### Material

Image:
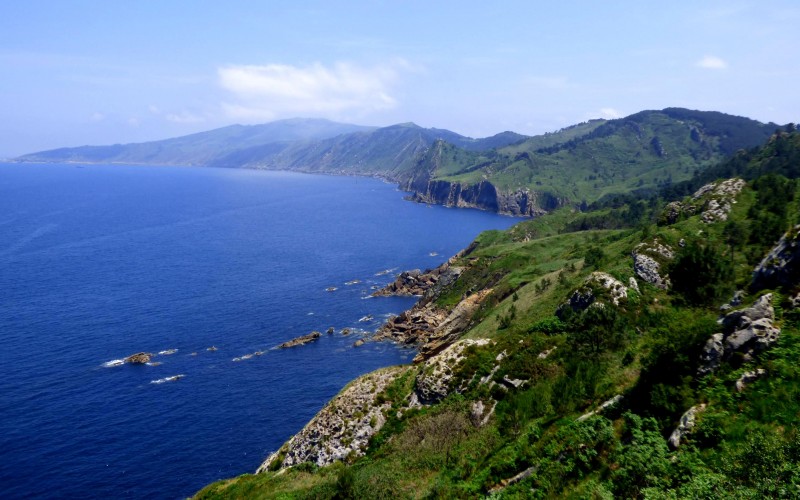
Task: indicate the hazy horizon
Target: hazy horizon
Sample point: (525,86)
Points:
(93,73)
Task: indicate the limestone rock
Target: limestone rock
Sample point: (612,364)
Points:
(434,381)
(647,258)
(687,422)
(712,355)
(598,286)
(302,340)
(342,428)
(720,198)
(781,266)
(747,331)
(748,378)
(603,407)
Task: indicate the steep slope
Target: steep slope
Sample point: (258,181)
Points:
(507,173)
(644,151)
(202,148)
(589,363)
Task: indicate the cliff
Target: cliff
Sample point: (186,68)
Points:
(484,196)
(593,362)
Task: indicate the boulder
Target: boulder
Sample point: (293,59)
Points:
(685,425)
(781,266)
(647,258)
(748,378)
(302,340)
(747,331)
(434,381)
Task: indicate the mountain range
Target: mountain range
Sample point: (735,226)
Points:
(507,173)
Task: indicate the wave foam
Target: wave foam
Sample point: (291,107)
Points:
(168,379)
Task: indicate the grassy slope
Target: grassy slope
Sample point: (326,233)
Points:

######

• [Your task] Rewrite all of the material above with "indicate" replaced by "mark" every time it appears, keeping everything else the same. Leave the pictures out of your answer.

• [Answer for the task]
Image:
Task: mark the hazy horizon
Target: hazy horizon
Sample point: (525,86)
Points:
(93,73)
Task: mark the limestone rock
Target: limestone rock
Sample point: (612,364)
Points:
(434,381)
(647,258)
(687,422)
(712,355)
(598,286)
(302,340)
(342,428)
(720,198)
(781,266)
(747,331)
(748,378)
(603,407)
Task: mark the steep slope
Target: steep slope
Sample point: (258,181)
Points:
(507,173)
(644,151)
(202,148)
(589,363)
Task: mark the cliff
Target: cliff
Sample point: (186,68)
Points:
(484,196)
(593,362)
Task: mark the boulder
Target: boulder
Sample point: (293,59)
Points:
(685,425)
(781,266)
(647,258)
(748,378)
(302,340)
(747,331)
(434,381)
Task: mark the mountain range
Target: mountain range
Sample point: (735,226)
Points:
(507,173)
Task: mark the wave foam
Target: wave foam
Sample point: (291,107)
Points:
(168,379)
Task: mark the grassy slope
Target: grassy slope
Sample point: (326,233)
Points:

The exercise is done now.